### Problem to work on
Lay out the records from the start through the line containing "[[[254,171],[256,145],[164,131],[116,141],[0,146],[1,171]]]", inclusive, as a two-column CSV headed text and answer. Give one row per record, with each field in quotation marks and its line breaks replaced by spaces.

### Entries provided
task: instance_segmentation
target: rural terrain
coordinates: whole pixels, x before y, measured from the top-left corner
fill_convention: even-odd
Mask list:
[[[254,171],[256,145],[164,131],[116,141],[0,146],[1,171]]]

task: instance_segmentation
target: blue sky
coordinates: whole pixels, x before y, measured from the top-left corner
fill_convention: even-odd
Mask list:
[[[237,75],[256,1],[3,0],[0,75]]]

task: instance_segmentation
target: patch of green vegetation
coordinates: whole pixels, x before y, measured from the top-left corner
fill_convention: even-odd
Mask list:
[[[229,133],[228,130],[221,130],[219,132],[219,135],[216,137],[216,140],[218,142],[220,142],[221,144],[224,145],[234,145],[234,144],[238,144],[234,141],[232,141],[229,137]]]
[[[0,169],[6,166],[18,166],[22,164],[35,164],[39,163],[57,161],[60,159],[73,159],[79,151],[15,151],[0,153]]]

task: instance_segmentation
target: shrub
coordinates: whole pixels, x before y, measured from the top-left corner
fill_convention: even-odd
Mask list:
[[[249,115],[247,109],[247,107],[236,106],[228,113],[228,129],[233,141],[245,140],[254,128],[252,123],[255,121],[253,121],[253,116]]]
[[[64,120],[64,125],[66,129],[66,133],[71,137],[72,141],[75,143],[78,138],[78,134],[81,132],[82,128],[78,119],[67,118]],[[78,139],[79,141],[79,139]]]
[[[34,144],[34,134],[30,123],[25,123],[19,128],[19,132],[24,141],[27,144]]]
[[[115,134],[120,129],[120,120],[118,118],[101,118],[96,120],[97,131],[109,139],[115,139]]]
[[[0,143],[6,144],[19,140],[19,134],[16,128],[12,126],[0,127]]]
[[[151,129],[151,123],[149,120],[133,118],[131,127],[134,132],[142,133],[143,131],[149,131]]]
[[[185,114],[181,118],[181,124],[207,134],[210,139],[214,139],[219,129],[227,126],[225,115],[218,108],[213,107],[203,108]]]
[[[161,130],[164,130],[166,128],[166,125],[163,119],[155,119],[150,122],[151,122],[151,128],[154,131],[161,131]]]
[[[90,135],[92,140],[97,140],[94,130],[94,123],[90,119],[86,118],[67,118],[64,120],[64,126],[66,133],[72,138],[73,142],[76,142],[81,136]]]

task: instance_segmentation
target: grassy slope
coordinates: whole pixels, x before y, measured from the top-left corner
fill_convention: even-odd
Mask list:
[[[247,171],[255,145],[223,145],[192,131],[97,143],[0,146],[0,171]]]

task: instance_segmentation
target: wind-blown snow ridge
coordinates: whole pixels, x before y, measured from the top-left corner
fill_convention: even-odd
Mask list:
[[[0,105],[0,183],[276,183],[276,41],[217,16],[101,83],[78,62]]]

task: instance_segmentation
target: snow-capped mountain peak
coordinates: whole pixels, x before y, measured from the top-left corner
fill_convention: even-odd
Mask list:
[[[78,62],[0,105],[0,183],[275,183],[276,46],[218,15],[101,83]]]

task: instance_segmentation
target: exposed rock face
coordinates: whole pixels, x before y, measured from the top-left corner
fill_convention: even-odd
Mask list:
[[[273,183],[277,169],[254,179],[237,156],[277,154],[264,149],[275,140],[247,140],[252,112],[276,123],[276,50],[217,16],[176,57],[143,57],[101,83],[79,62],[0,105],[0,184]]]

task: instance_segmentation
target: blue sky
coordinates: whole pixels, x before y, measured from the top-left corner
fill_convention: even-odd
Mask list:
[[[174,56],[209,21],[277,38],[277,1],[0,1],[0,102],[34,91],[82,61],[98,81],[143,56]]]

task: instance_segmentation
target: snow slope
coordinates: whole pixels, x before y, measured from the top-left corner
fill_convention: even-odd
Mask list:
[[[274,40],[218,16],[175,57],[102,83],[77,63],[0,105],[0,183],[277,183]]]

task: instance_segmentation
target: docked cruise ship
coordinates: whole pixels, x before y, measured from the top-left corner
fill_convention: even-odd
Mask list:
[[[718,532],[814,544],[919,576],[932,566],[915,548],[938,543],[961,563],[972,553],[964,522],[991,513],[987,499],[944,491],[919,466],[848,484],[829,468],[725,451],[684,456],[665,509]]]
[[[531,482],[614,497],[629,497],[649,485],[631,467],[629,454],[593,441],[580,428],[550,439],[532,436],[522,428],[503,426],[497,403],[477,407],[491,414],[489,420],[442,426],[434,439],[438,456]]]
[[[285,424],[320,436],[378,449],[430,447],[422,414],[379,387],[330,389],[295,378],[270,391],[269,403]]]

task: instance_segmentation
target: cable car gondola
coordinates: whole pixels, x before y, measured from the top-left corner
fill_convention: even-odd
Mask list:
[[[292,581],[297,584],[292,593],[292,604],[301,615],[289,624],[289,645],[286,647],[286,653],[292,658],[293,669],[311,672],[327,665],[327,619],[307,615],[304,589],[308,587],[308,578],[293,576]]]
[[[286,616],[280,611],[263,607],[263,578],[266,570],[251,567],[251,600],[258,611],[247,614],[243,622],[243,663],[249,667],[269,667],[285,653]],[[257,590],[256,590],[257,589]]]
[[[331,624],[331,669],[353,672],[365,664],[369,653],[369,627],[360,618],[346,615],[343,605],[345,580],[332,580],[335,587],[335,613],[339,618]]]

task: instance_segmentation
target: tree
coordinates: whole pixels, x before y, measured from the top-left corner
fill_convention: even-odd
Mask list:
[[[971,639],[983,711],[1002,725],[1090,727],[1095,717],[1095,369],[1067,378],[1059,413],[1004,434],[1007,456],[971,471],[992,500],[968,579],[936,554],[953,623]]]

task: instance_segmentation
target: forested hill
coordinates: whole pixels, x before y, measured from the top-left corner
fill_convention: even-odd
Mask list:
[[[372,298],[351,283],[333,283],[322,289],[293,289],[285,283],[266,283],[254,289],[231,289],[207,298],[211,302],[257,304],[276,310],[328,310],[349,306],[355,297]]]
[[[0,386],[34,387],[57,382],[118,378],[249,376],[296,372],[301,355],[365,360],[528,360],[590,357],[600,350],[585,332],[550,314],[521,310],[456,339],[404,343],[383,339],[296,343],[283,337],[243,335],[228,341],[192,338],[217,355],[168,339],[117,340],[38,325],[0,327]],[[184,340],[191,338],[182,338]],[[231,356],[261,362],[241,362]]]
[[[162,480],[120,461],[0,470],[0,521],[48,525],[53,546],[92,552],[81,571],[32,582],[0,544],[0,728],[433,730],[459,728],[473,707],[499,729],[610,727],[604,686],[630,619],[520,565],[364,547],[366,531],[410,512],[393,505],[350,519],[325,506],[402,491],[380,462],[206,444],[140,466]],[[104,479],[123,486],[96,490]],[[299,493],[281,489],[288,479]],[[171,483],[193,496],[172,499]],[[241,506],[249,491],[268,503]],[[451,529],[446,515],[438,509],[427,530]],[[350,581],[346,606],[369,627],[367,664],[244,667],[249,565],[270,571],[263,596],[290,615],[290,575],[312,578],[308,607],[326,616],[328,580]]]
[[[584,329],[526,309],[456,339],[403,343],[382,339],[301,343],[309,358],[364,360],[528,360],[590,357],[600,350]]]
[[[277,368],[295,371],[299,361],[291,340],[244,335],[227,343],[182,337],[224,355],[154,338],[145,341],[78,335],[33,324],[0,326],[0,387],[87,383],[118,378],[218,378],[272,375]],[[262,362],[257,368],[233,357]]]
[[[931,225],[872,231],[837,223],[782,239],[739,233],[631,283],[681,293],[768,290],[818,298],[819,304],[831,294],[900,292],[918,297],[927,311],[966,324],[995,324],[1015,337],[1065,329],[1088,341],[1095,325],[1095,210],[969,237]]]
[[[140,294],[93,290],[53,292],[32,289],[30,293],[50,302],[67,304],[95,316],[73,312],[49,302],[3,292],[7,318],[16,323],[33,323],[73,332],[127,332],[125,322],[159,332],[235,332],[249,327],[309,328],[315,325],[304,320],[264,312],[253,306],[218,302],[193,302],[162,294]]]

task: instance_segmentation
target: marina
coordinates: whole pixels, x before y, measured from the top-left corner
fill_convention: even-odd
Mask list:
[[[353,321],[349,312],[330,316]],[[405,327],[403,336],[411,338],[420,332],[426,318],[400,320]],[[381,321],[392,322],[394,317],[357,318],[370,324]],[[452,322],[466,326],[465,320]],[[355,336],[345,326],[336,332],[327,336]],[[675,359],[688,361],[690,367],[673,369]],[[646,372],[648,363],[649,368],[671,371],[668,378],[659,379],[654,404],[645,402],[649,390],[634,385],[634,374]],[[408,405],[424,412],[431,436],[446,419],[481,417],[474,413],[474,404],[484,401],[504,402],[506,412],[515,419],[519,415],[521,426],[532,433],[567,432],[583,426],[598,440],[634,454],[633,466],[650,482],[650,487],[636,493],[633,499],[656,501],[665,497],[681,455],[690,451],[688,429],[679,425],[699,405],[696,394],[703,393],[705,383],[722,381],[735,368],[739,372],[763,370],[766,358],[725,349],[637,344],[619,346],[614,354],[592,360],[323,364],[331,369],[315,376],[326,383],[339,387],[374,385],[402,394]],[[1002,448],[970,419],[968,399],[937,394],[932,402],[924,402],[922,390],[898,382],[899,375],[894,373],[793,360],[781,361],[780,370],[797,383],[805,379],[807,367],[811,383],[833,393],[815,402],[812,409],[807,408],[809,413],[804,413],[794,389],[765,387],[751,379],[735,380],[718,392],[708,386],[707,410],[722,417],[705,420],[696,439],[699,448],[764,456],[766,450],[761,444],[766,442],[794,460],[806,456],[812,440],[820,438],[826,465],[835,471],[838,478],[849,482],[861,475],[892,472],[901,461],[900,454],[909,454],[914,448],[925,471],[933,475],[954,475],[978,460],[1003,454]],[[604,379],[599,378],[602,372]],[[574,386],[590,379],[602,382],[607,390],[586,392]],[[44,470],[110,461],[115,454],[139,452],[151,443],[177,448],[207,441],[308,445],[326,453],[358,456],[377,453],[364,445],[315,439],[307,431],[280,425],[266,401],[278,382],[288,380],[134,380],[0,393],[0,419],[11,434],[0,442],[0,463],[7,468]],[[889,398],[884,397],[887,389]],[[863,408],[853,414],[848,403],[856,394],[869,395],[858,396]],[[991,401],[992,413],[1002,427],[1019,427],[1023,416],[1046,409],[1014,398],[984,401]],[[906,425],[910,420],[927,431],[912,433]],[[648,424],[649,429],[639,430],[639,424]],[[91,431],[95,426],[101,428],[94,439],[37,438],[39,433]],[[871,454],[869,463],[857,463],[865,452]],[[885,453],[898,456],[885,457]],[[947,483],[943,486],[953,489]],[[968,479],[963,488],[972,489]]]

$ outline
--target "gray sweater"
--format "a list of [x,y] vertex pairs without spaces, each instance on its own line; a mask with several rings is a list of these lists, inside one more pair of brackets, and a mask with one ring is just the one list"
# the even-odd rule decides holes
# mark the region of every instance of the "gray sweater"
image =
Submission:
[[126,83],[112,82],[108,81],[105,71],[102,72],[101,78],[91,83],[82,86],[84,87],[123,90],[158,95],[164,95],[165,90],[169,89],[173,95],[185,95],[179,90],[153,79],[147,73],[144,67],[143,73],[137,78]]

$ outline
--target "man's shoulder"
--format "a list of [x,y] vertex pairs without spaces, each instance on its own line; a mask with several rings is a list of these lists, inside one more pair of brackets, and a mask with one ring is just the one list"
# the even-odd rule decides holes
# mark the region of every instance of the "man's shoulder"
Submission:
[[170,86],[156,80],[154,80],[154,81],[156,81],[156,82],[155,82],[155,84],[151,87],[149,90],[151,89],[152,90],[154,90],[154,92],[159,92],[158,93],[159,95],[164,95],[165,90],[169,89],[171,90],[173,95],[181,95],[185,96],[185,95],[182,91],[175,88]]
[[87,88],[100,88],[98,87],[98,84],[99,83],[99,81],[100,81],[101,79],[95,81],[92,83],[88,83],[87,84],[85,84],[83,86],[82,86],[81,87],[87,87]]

### Answer for the task
text,answer
"task: instance_segmentation target: rural terrain coordinates: whole pixels, x before y, measured from the top-left corner fill_convention: even-odd Mask list:","[[[254,171],[256,145],[164,131],[116,141],[0,146],[1,171]]]"